• **To do**
Your task is to find every line of the data that holds the string "camaro" and copy it.

(Records to process Opens)

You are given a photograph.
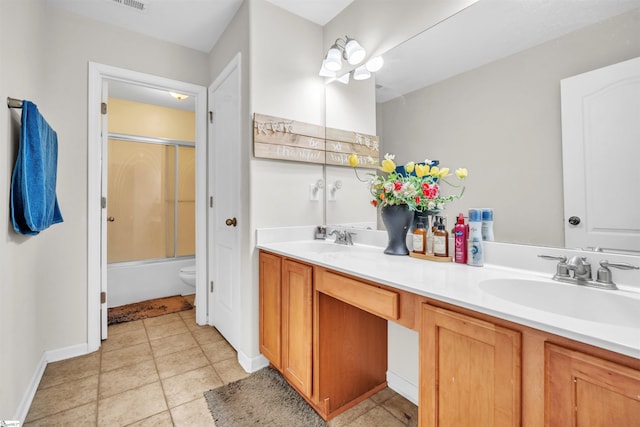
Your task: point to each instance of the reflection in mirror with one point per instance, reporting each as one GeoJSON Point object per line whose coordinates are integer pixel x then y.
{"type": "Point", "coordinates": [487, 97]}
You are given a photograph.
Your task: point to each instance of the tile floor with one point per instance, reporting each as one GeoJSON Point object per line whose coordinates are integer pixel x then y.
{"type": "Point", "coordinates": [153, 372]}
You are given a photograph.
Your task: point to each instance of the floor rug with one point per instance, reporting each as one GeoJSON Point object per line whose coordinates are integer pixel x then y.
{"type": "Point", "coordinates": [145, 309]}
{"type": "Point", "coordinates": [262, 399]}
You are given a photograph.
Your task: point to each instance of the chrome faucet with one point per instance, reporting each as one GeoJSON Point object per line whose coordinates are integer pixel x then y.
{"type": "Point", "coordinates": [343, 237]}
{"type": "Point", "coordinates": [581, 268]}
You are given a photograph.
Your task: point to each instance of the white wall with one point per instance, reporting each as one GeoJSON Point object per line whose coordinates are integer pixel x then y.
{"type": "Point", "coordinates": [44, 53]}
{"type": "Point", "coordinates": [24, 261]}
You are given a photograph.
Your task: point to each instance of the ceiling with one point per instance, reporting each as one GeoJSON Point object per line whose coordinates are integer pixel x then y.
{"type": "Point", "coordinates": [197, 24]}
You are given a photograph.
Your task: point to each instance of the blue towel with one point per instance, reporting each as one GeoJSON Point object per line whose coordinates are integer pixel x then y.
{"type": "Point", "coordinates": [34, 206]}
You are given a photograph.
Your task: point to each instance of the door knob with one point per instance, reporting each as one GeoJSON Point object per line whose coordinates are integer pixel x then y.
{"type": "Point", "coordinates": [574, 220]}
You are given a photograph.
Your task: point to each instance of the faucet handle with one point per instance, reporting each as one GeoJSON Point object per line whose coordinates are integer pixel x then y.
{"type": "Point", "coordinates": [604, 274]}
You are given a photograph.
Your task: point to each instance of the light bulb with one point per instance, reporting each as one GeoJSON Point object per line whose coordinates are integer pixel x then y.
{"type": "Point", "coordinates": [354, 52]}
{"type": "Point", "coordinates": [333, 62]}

(Records to process Closes)
(Records to process Opens)

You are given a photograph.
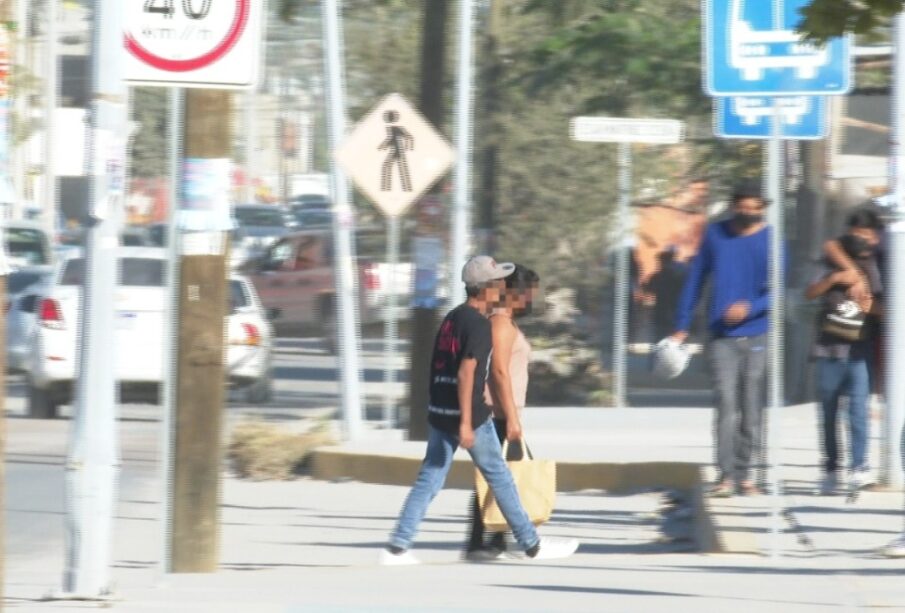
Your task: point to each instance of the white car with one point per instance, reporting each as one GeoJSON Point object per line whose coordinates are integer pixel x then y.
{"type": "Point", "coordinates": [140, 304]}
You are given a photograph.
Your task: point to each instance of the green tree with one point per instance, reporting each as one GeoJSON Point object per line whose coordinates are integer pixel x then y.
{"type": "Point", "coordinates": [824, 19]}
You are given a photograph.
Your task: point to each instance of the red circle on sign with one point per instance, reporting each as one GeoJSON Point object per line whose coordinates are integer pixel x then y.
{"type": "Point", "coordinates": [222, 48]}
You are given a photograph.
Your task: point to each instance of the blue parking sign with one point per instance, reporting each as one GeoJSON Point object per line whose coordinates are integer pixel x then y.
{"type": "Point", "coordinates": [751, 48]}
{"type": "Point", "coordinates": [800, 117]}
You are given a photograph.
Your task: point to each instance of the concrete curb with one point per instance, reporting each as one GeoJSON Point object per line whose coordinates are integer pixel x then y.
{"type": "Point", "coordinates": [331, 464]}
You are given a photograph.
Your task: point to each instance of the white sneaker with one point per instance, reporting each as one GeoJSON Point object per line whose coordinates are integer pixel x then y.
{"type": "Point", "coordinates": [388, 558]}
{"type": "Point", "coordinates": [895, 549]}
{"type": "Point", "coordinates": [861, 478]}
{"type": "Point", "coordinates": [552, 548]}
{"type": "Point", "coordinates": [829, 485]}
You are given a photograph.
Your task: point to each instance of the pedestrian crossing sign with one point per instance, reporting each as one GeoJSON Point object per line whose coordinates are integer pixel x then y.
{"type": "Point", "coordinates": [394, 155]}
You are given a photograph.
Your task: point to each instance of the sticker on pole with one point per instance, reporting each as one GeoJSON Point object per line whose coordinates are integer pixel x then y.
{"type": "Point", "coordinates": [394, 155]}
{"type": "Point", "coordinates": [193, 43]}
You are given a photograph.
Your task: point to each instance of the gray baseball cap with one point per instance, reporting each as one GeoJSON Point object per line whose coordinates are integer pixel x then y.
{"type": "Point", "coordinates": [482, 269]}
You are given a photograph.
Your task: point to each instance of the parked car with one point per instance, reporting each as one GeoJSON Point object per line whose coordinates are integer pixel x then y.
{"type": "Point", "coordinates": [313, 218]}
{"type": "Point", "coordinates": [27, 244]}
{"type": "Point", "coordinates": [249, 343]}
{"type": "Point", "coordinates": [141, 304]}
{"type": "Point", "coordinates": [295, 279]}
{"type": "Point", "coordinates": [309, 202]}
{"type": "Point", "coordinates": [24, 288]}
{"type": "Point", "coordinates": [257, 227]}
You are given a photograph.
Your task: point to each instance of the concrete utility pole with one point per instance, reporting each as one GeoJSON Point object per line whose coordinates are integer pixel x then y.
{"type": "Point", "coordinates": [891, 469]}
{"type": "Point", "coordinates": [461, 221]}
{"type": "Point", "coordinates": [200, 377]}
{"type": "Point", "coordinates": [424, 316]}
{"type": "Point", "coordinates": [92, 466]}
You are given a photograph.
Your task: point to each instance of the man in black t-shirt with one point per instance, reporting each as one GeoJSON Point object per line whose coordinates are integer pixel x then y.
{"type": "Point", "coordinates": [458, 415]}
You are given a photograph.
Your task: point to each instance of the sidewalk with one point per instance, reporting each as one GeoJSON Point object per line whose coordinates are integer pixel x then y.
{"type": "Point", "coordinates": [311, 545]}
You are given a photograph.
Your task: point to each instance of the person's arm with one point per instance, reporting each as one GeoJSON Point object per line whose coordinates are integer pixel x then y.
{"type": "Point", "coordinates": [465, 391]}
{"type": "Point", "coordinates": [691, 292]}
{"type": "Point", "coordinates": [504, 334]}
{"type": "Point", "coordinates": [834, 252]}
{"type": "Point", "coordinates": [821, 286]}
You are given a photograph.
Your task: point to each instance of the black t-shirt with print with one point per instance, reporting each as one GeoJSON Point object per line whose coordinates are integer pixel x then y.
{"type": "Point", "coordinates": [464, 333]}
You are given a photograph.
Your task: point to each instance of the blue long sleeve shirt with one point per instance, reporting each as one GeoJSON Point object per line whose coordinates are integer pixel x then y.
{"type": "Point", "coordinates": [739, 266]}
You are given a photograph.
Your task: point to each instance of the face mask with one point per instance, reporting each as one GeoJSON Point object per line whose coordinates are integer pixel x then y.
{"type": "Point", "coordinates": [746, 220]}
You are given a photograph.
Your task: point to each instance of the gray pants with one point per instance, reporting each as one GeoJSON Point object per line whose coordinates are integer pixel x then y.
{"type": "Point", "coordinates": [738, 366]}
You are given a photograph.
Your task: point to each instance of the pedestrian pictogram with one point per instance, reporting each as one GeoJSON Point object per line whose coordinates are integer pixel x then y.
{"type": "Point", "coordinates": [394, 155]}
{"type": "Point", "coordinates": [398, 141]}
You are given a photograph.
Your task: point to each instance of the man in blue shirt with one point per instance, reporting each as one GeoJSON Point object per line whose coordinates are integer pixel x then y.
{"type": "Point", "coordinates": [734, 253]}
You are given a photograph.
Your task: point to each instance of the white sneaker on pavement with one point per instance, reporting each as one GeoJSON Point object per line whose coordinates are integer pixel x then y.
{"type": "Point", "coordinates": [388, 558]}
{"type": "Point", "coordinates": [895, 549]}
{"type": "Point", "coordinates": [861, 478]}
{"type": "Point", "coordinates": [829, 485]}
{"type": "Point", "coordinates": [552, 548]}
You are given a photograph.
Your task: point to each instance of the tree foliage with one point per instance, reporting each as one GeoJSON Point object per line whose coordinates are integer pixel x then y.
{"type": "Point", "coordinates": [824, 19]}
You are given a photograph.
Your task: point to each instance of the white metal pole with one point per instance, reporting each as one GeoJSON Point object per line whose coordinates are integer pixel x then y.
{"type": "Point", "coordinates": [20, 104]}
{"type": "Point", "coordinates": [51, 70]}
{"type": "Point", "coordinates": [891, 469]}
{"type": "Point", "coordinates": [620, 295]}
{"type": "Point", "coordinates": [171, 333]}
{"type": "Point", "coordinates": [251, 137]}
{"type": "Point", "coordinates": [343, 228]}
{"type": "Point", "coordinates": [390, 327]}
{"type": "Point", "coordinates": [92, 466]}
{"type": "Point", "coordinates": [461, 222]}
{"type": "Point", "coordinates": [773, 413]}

(Records to process Closes)
(Records to process Opens)

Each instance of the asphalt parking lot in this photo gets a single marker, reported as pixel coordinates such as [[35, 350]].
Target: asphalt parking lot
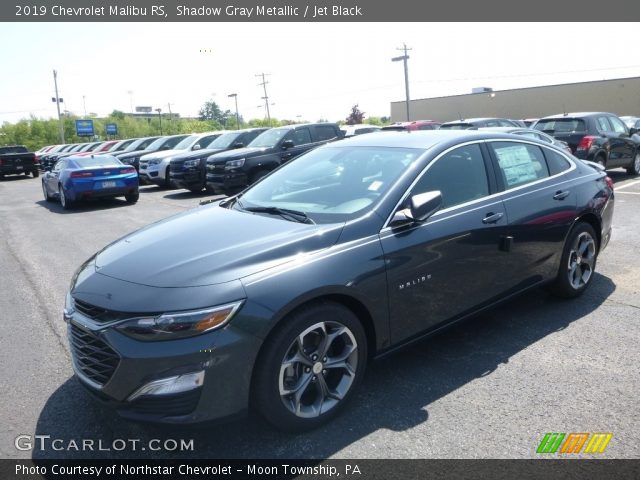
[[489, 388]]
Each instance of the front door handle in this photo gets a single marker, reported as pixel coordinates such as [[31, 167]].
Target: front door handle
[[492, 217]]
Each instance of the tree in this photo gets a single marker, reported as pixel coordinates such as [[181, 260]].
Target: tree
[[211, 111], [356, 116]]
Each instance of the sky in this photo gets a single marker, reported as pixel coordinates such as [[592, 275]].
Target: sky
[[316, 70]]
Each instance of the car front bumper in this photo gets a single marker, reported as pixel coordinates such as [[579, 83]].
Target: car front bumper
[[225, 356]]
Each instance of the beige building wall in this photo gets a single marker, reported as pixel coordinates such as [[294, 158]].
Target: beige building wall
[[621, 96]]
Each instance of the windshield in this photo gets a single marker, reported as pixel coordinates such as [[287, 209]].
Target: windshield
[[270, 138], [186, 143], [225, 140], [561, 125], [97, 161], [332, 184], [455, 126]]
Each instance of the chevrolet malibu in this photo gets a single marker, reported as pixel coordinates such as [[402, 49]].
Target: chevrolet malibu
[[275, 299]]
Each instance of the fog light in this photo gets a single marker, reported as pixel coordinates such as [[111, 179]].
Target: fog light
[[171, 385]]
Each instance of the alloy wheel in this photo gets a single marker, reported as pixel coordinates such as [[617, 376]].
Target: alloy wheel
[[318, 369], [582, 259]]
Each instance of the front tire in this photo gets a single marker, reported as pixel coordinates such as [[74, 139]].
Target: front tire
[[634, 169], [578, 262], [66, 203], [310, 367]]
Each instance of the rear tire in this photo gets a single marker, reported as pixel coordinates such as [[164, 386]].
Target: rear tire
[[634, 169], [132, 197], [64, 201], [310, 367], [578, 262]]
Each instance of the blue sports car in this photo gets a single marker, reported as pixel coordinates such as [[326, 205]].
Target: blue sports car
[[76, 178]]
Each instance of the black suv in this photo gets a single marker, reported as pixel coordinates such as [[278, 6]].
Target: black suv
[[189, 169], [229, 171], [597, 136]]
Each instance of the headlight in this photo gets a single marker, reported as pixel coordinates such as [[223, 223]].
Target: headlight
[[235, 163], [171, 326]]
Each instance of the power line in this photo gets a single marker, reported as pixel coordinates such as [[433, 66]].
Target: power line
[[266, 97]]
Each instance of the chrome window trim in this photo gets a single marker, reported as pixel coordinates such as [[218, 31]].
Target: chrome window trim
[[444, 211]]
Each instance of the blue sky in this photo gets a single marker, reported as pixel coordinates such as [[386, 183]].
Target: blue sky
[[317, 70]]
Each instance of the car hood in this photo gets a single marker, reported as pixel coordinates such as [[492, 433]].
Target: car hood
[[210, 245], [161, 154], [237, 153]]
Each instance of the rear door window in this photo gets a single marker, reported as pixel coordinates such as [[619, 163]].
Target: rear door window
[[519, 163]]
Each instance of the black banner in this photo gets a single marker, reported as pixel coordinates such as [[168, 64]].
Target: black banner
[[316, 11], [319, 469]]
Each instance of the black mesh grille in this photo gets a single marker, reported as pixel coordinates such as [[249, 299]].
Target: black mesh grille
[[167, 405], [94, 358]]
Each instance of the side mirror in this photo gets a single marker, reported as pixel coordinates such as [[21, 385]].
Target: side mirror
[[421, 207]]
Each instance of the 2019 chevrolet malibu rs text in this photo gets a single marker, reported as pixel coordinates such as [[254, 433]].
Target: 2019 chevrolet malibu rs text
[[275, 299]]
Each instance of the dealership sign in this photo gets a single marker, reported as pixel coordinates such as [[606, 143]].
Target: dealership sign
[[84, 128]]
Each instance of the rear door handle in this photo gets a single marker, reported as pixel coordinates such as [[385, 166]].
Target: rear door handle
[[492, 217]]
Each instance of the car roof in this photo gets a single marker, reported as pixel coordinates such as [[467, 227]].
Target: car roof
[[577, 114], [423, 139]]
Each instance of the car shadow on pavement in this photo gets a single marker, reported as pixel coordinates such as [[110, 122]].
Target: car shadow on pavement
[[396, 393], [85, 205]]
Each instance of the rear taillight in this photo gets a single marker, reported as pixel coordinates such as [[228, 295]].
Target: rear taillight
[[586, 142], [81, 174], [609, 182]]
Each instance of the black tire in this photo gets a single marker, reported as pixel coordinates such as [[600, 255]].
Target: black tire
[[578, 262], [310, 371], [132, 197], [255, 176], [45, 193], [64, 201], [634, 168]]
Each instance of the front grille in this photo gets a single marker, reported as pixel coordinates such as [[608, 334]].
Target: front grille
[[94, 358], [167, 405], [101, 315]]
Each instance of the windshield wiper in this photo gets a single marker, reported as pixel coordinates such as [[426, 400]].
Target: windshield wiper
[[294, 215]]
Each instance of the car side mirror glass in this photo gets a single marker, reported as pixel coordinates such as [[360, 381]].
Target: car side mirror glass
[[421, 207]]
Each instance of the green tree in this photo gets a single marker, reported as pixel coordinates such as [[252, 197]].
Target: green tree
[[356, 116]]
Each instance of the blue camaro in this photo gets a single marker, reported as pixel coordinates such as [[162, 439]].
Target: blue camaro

(Records to process Closes)

• **Result below**
Each instance of the blue camaro in this photo gets a single marker, reported as pixel coordinates such as [[162, 439]].
Target: blue camaro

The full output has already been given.